Restate the whole listing exactly.
== Segment start ==
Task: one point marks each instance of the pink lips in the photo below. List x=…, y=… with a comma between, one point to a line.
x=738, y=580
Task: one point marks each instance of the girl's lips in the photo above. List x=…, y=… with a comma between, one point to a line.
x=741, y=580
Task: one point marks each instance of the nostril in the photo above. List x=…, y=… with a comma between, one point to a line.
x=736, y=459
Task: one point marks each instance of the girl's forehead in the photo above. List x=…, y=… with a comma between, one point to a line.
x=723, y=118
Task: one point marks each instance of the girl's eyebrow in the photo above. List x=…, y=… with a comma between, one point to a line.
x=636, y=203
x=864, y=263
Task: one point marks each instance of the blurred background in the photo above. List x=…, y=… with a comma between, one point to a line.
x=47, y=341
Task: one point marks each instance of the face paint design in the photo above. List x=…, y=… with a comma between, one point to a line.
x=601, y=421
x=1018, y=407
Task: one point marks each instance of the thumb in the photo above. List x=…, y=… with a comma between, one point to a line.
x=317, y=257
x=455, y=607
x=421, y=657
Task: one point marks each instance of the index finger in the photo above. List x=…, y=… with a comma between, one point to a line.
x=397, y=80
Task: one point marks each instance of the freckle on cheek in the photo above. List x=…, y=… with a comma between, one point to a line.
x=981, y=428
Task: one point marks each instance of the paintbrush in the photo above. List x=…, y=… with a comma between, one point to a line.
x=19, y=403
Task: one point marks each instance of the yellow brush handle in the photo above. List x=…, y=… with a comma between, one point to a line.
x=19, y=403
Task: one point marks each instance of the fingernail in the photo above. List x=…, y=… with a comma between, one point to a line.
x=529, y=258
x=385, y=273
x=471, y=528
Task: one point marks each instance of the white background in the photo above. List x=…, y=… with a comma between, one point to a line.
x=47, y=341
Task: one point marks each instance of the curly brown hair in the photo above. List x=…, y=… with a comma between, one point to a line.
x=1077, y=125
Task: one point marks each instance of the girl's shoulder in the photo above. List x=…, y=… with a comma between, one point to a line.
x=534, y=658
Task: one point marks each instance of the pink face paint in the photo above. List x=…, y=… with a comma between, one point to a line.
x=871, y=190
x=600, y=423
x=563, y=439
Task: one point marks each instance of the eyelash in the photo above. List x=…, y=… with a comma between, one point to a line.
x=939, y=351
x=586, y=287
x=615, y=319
== Segment end ==
### RESULT
Task: one point marks each instance of the pink lips in the photo below. List x=…, y=… with a comma between, one point to a line.
x=738, y=580
Task: one point marks each instance of the girl's lips in the photo above. List x=…, y=… with a comma between, one point to a line.
x=741, y=580
Task: one point marks each instance of the nostril in the photo above. List x=…, y=… with a comma between, one point to a line.
x=736, y=459
Task: one point marks each instance of the girl's forehead in the photo above. List x=…, y=… with a comma between, one point to a line.
x=723, y=118
Task: one point marks each instance of the girl's eyebrow in the photo above. List x=…, y=… with a comma between, one point to a line.
x=636, y=203
x=864, y=263
Task: one point marks each instance of the blurred background in the photo above. List x=…, y=… with a comma between, one point to a line.
x=47, y=341
Task: one point marks each instance of the face paint design in the photo above. List x=…, y=… with a comma between, one point to a line.
x=601, y=421
x=1018, y=407
Task: one point marks each instance of the thumb in the photo above. List x=…, y=… with a comma between, one point to a line.
x=317, y=257
x=455, y=607
x=421, y=657
Task: one point marks each instance of the index finger in the photo above. List x=…, y=… with a comma between, one point to a line.
x=397, y=80
Task: one point marks each instance of the freckle on cheek in the photo above. List x=…, y=… with a comma between, one point to a line.
x=981, y=428
Task: one point marks each instance of the paintbrush in the photo above. List x=…, y=… with a comma between, one point to a line.
x=19, y=403
Task: one point marks each instance of the yellow brush handle in the photo above. List x=…, y=… with a comma between, one point to a line.
x=19, y=403
Task: one point marks each instance of the fingernail in the photo above. List x=…, y=… with a comma between, one point to a line.
x=529, y=258
x=385, y=273
x=471, y=528
Task: one point marks each instance of the white background in the photo above. List x=…, y=… with a comma between, one point to a line.
x=47, y=341
Task: one point marks each instance of the curly brown hair in the photo above. List x=…, y=… with a comma between, one point to a line.
x=1077, y=125
Task: one point marks each instance of the girl's shoulder in the photo above. List x=…, y=… with a comma between, one point to a line.
x=534, y=658
Task: one point marks each instance of the pink face paint in the photo above. List x=…, y=… with a comma between, one point to a line.
x=871, y=190
x=600, y=423
x=563, y=439
Task: one point marks each instance of the eyelash in the photo above. List x=…, y=… with a comma between, one point to a line.
x=939, y=351
x=586, y=287
x=615, y=319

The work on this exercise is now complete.